# Input data start

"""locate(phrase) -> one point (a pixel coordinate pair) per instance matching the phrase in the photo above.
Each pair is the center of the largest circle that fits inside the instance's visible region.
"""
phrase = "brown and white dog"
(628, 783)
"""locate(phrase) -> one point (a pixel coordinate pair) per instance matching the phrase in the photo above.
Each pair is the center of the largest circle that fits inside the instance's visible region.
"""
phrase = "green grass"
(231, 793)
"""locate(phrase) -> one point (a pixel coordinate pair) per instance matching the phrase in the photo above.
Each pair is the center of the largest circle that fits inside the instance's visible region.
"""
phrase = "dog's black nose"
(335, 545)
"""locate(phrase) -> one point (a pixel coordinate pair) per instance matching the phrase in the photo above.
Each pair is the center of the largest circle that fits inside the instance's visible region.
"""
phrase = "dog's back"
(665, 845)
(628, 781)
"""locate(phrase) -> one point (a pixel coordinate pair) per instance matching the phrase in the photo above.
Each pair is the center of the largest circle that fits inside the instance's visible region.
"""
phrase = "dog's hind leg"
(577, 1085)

# Input data end

Direction: Write out all of the data above again, requests included, shifting each point by adding 18 to both numbers of every coordinate pair in the answers.

Response:
"""locate(phrase) -> one point (a pixel coordinate pair) per instance matching the phrase in the photo above.
Each pair is the center of the largest circle that fits inside the instance's visible region.
"""
phrase = "brown and white dog"
(646, 801)
"""locate(phrase) -> one point (a pixel coordinate pair) per instance matching the phrase in the photo above.
Each pair is the center of the largest circle that fits inside the instance's visible region.
"""
phrase = "green grass"
(249, 811)
"""locate(phrase) -> one point (a pixel coordinate pair) per instance matching the phrase in the photo above.
Each pair is the center of the largest circle that fits inside the instance's visible region.
"""
phrase = "dog's black nose"
(353, 563)
"""locate(phrase) -> one point (a pixel coordinate pair) per instance matching the phrase in the photo above.
Each pair is the center of the largest circle that fits inside the instance's visible region.
"""
phrase = "dog's back"
(683, 863)
(646, 799)
"""locate(phrase) -> one point (a pixel coordinate pair) per instance matching the phrase in the photo above.
Each pair is the center of the largest circle that fits inside the instance's visible region.
"""
phrase = "dog's hind leg"
(595, 1103)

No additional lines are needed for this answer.